** Data to use follows **

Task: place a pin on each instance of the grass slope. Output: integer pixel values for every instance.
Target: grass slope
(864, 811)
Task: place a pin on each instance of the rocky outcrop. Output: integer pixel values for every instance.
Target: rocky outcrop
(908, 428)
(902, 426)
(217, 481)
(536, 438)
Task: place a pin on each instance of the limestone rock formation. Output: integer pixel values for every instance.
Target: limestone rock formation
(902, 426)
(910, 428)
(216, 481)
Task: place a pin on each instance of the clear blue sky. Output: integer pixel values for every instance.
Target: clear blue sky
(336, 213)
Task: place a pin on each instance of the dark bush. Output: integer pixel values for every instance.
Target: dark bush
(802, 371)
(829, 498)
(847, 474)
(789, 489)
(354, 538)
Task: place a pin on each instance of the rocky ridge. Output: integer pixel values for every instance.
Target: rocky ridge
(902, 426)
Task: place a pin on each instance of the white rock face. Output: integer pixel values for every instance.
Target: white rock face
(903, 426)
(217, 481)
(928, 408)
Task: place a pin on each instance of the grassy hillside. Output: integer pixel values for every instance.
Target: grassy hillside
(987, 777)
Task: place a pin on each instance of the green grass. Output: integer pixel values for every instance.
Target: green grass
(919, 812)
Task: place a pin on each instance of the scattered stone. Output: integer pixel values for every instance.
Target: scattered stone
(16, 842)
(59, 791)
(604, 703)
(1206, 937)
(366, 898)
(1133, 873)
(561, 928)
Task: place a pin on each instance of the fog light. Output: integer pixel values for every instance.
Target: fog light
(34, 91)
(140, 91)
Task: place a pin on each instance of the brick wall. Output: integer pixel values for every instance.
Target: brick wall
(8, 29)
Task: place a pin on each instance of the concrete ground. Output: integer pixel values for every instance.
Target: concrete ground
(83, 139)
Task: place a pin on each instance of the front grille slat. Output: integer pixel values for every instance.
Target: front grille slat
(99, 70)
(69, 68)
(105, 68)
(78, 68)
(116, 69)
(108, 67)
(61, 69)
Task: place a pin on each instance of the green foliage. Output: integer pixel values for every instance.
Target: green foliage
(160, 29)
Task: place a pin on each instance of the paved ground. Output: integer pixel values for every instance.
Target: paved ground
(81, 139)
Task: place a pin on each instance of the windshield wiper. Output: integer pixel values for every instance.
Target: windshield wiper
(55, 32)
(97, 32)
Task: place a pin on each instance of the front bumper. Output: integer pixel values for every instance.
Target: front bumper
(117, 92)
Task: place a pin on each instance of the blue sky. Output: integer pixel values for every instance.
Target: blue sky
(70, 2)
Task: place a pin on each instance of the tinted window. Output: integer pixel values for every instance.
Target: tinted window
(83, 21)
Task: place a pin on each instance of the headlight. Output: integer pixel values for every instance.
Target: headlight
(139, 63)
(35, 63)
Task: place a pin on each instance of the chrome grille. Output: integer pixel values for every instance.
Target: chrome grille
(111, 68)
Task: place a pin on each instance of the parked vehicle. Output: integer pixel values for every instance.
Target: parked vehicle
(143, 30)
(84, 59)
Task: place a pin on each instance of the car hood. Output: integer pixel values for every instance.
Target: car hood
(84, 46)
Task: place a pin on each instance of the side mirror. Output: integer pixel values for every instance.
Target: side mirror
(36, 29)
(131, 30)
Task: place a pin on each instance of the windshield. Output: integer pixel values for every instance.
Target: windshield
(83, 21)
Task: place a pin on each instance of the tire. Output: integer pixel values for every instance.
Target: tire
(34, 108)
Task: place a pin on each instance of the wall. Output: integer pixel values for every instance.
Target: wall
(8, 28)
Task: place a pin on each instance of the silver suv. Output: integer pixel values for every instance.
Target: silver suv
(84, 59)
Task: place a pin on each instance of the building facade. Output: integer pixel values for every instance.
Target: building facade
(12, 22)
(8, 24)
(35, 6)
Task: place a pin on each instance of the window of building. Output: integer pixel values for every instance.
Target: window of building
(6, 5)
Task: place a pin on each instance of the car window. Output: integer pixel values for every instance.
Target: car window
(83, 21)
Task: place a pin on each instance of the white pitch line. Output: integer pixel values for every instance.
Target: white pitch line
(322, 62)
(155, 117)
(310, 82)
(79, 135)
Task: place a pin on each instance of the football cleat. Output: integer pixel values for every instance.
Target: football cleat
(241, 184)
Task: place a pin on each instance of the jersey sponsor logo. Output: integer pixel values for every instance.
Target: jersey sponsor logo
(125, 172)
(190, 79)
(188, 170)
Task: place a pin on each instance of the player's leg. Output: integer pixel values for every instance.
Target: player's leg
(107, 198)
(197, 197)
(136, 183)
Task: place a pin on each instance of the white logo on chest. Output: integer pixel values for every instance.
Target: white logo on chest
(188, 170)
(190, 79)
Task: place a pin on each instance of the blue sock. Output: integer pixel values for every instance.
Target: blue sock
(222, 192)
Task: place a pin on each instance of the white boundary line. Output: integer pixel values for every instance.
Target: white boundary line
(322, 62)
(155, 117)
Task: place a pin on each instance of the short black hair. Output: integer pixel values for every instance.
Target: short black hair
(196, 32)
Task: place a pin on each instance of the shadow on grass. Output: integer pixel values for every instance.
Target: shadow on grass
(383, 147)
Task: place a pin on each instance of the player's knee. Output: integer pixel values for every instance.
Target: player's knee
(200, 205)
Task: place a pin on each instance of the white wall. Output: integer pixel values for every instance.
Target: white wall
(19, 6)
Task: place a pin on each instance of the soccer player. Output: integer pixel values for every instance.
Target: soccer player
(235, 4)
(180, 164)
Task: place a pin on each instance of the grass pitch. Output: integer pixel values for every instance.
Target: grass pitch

** End of Data to use **

**Task instructions**
The task requires an exact copy of all the lines above.

**Response for this exercise**
Task: place a pin on each instance of the grass slope. Output: integer pixel values for every instance.
Target: grass slope
(864, 811)
Task: place a pin on each instance of the rocky outcrop. Output: integer pixel values for every instance.
Target: rocky outcrop
(908, 428)
(902, 426)
(217, 481)
(536, 438)
Task: place a pin on each instance of the limestone rock formation. Output: integer pixel values for every instance.
Target: limestone rock formation
(902, 426)
(910, 428)
(216, 481)
Task: place a pin on each instance of the clear blue sky. Output: integer pixel values for every instance.
Target: clear blue sky
(336, 213)
Task: place a pin on each instance of the dark bush. Output: integer pixel values for every instance.
Target: dark bush
(802, 371)
(829, 498)
(847, 474)
(789, 489)
(354, 538)
Task: place a pin on each instance of the rocky ridge. Output: integer pixel values for every instance.
Target: rocky ridge
(902, 426)
Task: place a pin on each instance of the white rock face. Output: integer pixel values for every instance.
Target: white rock face
(903, 426)
(217, 481)
(928, 408)
Task: place a pin on each instance of the grassy hillside. Output: integer pixel values for every instance.
Target: grassy hillside
(987, 777)
Task: place a pin on each instance of the green grass. Output: integer pixel values for every instance.
Target: green grass
(919, 812)
Task: place a pin on each instance of the scattered stone. Output: integer pixel values for every instance.
Target: scattered stone
(16, 842)
(59, 791)
(604, 703)
(1206, 937)
(366, 898)
(1133, 873)
(561, 928)
Task: place a pin on each instance of the fog light. Output: integer pixel values for every instance.
Target: fog light
(34, 91)
(140, 91)
Task: place a pin on each instance of the brick wall. Output: integer pixel values for every instance.
Target: brick wall
(8, 29)
Task: place a pin on each instance of the concrete ground. Output: integer pixel values for every instance.
Target: concrete ground
(83, 139)
Task: place a pin on each instance of the front grille slat. Output: integer pixel values for every instance.
Target: front grille slat
(99, 70)
(69, 68)
(105, 68)
(78, 68)
(116, 69)
(108, 67)
(61, 69)
Task: place a pin on each instance of the green foliage. Output: integer pixel values for every instance.
Target: green foliage
(160, 29)
Task: place a pin on each instance of the paved ground. Output: integer pixel values for every instance.
Target: paved ground
(81, 139)
Task: place a pin on each instance of the windshield wiper. Output: integer pixel values for every instance.
Target: windshield wiper
(55, 32)
(97, 32)
Task: place a pin on each instance of the front bumper. Output: integer pixel values for every instance.
Target: front bumper
(117, 92)
Task: place a pin on each instance of the blue sky. Output: integer pixel values for every instance.
Target: blue sky
(70, 2)
Task: place a pin on each instance of the tinted window. Output: integer pixel values for every instance.
Target: tinted window
(83, 21)
Task: place a pin on each instance of the headlight. Output: integer pixel values for every instance.
Target: headlight
(139, 63)
(35, 63)
Task: place a pin on each instance of the chrome grille. Output: integer pixel values for every instance.
Target: chrome grille
(111, 68)
Task: place a pin on each instance of the parked vehicle. Output: integer pixel values for every instance.
Target: parked vehicle
(143, 30)
(84, 59)
Task: place a pin on each instance of the car hood. Output: integer pixel values for every instance.
Target: car hood
(84, 46)
Task: place a pin on each instance of the side mirror. Output: integer pixel values for every instance.
Target: side mirror
(36, 29)
(131, 30)
Task: place a pin on each instance of the windshield. Output: integer pixel values for every instance.
Target: windshield
(83, 21)
Task: place a pin on each instance of the tire. Output: integer pixel values for every instance.
Target: tire
(34, 108)
Task: place a pin on each instance of the wall. Output: integer pixel values for every instance.
Target: wall
(8, 28)
Task: place a pin on each instance of the silver suv. Output: integer pixel values for every instance.
Target: silver suv
(84, 59)
Task: place a pin on each instance of the building facade. Output: integer pixel values for every instance.
Target: building facade
(12, 22)
(8, 24)
(35, 6)
Task: place a pin on each instance of the window of building. Output: integer pixel values for every instance.
Target: window of building
(6, 5)
Task: place a pin on each instance of the car window. Output: integer pixel values for every instance.
Target: car window
(83, 21)
Task: place a pin on each instance of the white pitch line. Output: integer pixel values for every instance.
Target: white pitch line
(322, 62)
(155, 117)
(310, 82)
(79, 135)
Task: place a pin on each instance of the football cleat. Output: integer pixel values for every instance.
Target: football cleat
(241, 184)
Task: place a pin on each instance of the jersey sponsor logo. Output: integer pixel values for every instance.
Target: jersey sponsor logo
(125, 172)
(190, 79)
(188, 170)
Task: place a pin on each instance of the player's leg. Output: integer pixel values for every instance.
Target: player's leg
(107, 198)
(197, 197)
(136, 183)
Task: place a pin on each instance of the white logo on chest. Output: integer pixel values for every instance.
Target: white logo on chest
(188, 170)
(190, 79)
Task: place a pin on each instance of the blue sock. Output: integer pixel values for every instance.
Target: blue sock
(222, 192)
Task: place a pin on each instance of the white boundary line. Output: integer pixel values for every instance.
Target: white boundary line
(322, 62)
(155, 117)
Task: place a pin on each instance of the short black hair. Output: integer pixel values for every instance.
Target: short black hair
(196, 32)
Task: place a pin on each instance of the shadow on grass. Output: integer pixel values for every instance.
Target: shadow on grass
(383, 147)
Task: place a pin on each instance of the player's knee. Output: integer pixel values for every instance.
Target: player's knee
(200, 205)
Task: place a pin on each instance of the white wall. Output: integer pixel values for every instance.
Target: white wall
(19, 6)
Task: place a pin on each instance of the soccer player. Output: integer pixel values for every instance.
Target: soccer player
(235, 4)
(180, 164)
Task: place a pin on each instance of the grass pitch. Output: integer pixel values for every instance.
Target: grass pitch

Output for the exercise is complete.